Pointing dataset records:
---+---
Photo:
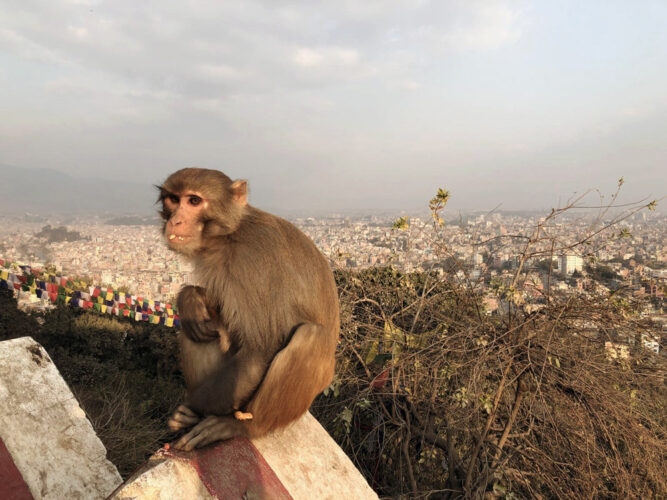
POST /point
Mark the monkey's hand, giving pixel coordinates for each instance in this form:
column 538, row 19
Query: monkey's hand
column 182, row 418
column 196, row 320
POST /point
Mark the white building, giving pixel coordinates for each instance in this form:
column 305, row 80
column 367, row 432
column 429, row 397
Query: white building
column 567, row 264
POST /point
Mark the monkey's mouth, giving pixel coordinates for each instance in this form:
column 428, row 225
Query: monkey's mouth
column 173, row 238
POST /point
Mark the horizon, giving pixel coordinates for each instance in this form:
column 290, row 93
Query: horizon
column 362, row 106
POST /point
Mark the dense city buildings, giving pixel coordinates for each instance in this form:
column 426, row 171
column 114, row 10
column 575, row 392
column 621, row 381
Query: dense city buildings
column 554, row 255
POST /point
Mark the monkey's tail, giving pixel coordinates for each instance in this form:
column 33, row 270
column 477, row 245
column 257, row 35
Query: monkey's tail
---+---
» Task
How many lines above contain the word "mouth"? Case matters. Reply with the number alone.

» Complete response
2